### Exercise details
Render the lines below as a Markdown table with two columns, Row and Line. Put each line's number in Row and its text in Line, and skip any blank lines.

### Excerpted records
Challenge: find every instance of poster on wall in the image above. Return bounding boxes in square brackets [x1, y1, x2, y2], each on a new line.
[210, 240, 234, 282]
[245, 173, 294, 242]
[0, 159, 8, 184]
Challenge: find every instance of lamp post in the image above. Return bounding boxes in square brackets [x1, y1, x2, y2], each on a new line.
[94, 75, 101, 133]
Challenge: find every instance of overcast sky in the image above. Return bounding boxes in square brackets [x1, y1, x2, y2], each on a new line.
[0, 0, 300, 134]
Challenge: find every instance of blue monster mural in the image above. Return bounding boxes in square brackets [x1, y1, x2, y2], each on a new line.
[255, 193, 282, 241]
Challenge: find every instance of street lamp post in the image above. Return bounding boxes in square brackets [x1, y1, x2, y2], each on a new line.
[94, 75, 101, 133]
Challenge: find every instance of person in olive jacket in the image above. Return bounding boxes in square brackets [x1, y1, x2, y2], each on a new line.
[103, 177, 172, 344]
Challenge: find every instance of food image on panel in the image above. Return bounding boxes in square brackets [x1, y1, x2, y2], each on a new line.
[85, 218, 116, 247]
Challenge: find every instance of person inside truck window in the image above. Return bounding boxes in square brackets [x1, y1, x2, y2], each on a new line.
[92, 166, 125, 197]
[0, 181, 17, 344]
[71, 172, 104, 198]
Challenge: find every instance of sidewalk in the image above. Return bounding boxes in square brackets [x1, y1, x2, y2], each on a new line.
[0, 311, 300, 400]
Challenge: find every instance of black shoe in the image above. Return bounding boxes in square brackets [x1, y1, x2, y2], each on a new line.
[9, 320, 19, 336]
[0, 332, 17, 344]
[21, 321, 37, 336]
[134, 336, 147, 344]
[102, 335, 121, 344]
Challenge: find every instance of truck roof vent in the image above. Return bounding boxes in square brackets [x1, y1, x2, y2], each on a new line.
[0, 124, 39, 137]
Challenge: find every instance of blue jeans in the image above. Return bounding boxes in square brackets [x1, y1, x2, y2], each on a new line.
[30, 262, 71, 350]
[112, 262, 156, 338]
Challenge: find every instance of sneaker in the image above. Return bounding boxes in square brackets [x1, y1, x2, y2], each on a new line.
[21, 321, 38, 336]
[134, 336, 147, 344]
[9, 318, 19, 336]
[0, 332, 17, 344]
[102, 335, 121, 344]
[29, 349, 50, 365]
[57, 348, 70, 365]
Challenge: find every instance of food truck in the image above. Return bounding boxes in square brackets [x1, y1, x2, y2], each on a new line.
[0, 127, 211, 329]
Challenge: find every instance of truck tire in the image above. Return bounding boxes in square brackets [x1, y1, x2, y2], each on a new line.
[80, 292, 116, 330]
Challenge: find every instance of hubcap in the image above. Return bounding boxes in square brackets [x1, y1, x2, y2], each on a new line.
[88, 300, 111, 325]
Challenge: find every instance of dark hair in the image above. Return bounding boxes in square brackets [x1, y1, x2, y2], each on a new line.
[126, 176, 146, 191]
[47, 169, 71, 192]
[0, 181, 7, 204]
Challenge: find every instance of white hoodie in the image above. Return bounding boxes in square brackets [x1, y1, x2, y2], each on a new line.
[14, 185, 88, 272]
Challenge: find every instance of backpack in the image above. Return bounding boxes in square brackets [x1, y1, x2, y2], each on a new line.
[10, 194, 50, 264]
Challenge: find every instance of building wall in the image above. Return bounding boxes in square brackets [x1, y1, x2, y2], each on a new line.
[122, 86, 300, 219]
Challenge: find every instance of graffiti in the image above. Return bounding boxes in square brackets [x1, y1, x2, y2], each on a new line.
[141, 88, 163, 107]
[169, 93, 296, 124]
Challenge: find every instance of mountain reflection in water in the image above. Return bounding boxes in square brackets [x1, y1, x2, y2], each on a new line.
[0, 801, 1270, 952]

### Finished answer
| Row | Line |
|---|---|
| 1 | Challenge: find every instance of poster on wall in the image above. Return bounding boxes in square brackets [x1, y1, x2, y2], each on a new line. |
| 2 | [210, 240, 234, 282] |
| 3 | [245, 173, 294, 242] |
| 4 | [0, 159, 8, 184] |
| 5 | Challenge: find every instance of lamp post in the image above. Return bounding boxes in square brackets [x1, y1, x2, y2], each on a new line. |
| 6 | [94, 75, 101, 133] |
| 7 | Challenge: find every instance of overcast sky in the image above. Return bounding boxes in square brackets [x1, y1, x2, y2], each on a new line. |
| 8 | [0, 0, 300, 134] |
| 9 | Challenge: find every instance of blue monster mural in the image above. Return bounding boxes in square brackets [x1, y1, x2, y2], each on a new line. |
| 10 | [255, 193, 282, 241] |
| 11 | Challenge: find every instance of street lamp post in the image above. Return bounding boxes in square brackets [x1, y1, x2, y2], each on a new line. |
| 12 | [94, 75, 101, 133] |
| 13 | Challenge: find every instance of person in olive jacket in the image above. Return bounding boxes in square brackets [x1, y1, x2, y2], each on a new line. |
| 14 | [103, 177, 172, 344] |
| 15 | Challenge: find every instance of food image on panel in the image above. Return bounding boxes in square brackets [x1, y1, x2, y2], each on a new line. |
| 16 | [85, 218, 116, 247] |
| 17 | Challenge: find every instance of person inside truck window in the image above. Return bounding boxes in square brackets [x1, y1, x2, y2], each on a new line. |
| 18 | [92, 166, 125, 197] |
| 19 | [0, 181, 17, 344] |
| 20 | [71, 172, 104, 198] |
| 21 | Challenge: find every instance of sidewalk in the image above. Return bounding boxes in square brackets [x1, y1, x2, y2], each on a new line. |
| 22 | [0, 311, 300, 400] |
| 23 | Challenge: find every instance of black shoe in the image above. Return bounding boxes in square brackets [x1, y1, x2, y2], each on a new line. |
| 24 | [9, 320, 19, 336] |
| 25 | [0, 332, 17, 344] |
| 26 | [21, 321, 37, 336] |
| 27 | [134, 336, 147, 344] |
| 28 | [102, 335, 121, 344] |
| 29 | Challenge: find every instance of truck roof vent in the image above. Return bounding boxes in square brackets [x1, y1, x2, y2], each on a new line. |
| 30 | [0, 124, 39, 137] |
| 31 | Challenge: find every instance of blue jeans in the image above. Return bounding boxes in square brackets [x1, y1, x2, y2], each on a new line. |
| 32 | [30, 262, 71, 350] |
| 33 | [112, 262, 156, 338] |
| 34 | Challenge: find every instance of sneaker in the image above. Return bounding boxes in square brackets [x1, y1, x2, y2], each on a new line. |
| 35 | [21, 321, 38, 336] |
| 36 | [134, 336, 147, 344] |
| 37 | [9, 318, 19, 336] |
| 38 | [0, 332, 17, 344] |
| 39 | [102, 335, 121, 344] |
| 40 | [29, 349, 50, 365] |
| 41 | [57, 348, 70, 365] |
| 42 | Challenge: find every instance of food truck in the image above. Return bounding boxes in square brackets [x1, y1, x2, y2], each on a new line. |
| 43 | [0, 127, 211, 329] |
| 44 | Challenge: find every instance of truck tire in the image above. Return bounding boxes in square brackets [x1, y1, x2, y2], each on a new line. |
| 45 | [80, 292, 116, 330] |
| 46 | Challenge: find every instance of hubcap in the image above. Return bounding boxes in square brackets [x1, y1, x2, y2], each on a new line. |
| 47 | [88, 300, 111, 325] |
| 48 | Challenge: find every instance of dark hair in the image above. Return bounding boxes in square brackets [x1, y1, x2, y2], each on a new line. |
| 49 | [126, 176, 146, 191] |
| 50 | [47, 169, 71, 192] |
| 51 | [0, 181, 7, 204] |
| 52 | Challenge: find every instance of white hoodie in the image above. Return bounding boxes in square brackets [x1, y1, x2, y2], each on a new line. |
| 53 | [14, 185, 88, 272] |
| 54 | Challenge: find every instance of backpack in the image above. Return bounding boxes in square brackets [x1, y1, x2, y2], each on a new line. |
| 55 | [10, 194, 50, 264] |
| 56 | Challenge: find every instance of building wall in the image above. Return bounding boxes in square brackets [x1, y1, x2, y2], each on a new line. |
| 57 | [122, 86, 300, 219] |
| 58 | Challenge: find every instance of graffiti in the image above. Return bounding boxes in square brackets [x1, y1, x2, y2], each on a new line. |
| 59 | [141, 88, 163, 107] |
| 60 | [169, 93, 296, 124] |
| 61 | Challenge: find every instance of mountain reflection in water in the image above. Return bounding boxes in square brackets [x1, y1, x2, y2], each on a new line. |
| 62 | [0, 801, 1270, 952] |